The procedure used to examine the intestinal loops varies depending on the publication, but it must be thorough and orderly so as not to leave out a single intestinal segment. To ensure a comprehensive assessment, each affected segment of the colon or small intestine should be explored both transversely and longitudinally.
Ultrasound examination of the abdominal cavity must begin with a B-mode examination (greyscale) to detect intestinal segments with a thickened wall, determining the length and distribution of the affected segments. Other parameters to be analysed include the echogenicity of the local fat, transmural complications (fistulas or abscesses) and the presence of stenoses and dilatations. The use of colour Doppler ultrasound as a complement to B-mode ultrasound allows to evaluate parietal vascularisation, a parameter which reflects the degree of inflammation. Lastly, in some cases, ultrasound contrast agents may be used to assess the enhancement of inflamed segments or to differentiate between abscesses and phlegmons.

B-mode ultrasound

  • A normal intestine wall has a layered structure; in ideal conditions, up to five layers are visible in the intestinal wall, with the central echogenic layer being the submucosal layer4. The morphology of the loop varies during ultrasound examination due to intestinal peristalsis. (Fig. 1).

## RECORD EXCERPTS
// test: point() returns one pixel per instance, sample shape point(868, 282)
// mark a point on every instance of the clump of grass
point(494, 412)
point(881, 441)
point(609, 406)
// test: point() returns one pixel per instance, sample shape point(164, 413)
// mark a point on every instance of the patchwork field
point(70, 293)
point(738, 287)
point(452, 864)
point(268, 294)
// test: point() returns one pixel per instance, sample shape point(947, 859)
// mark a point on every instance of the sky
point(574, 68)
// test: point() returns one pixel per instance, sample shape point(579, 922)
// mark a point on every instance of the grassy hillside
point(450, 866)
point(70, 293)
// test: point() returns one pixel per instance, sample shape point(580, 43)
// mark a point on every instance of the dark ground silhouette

## WORK REQUIRED
Copy out the whole passage on ultrasound examination of the intestine word for word.

## ANSWER SECTION
The procedure used to examine the intestinal loops varies depending on the publication, but it must be thorough and orderly so as not to leave out a single intestinal segment. To ensure a comprehensive assessment, each affected segment of the colon or small intestine should be explored both transversely and longitudinally.
Ultrasound examination of the abdominal cavity must begin with a B-mode examination (greyscale) to detect intestinal segments with a thickened wall, determining the length and distribution of the affected segments. Other parameters to be analysed include the echogenicity of the local fat, transmural complications (fistulas or abscesses) and the presence of stenoses and dilatations. The use of colour Doppler ultrasound as a complement to B-mode ultrasound allows to evaluate parietal vascularisation, a parameter which reflects the degree of inflammation. Lastly, in some cases, ultrasound contrast agents may be used to assess the enhancement of inflamed segments or to differentiate between abscesses and phlegmons.

B-mode ultrasound

  • A normal intestine wall has a layered structure; in ideal conditions, up to five layers are visible in the intestinal wall, with the central echogenic layer being the submucosal layer4. The morphology of the loop varies during ultrasound examination due to intestinal peristalsis. (Fig. 1).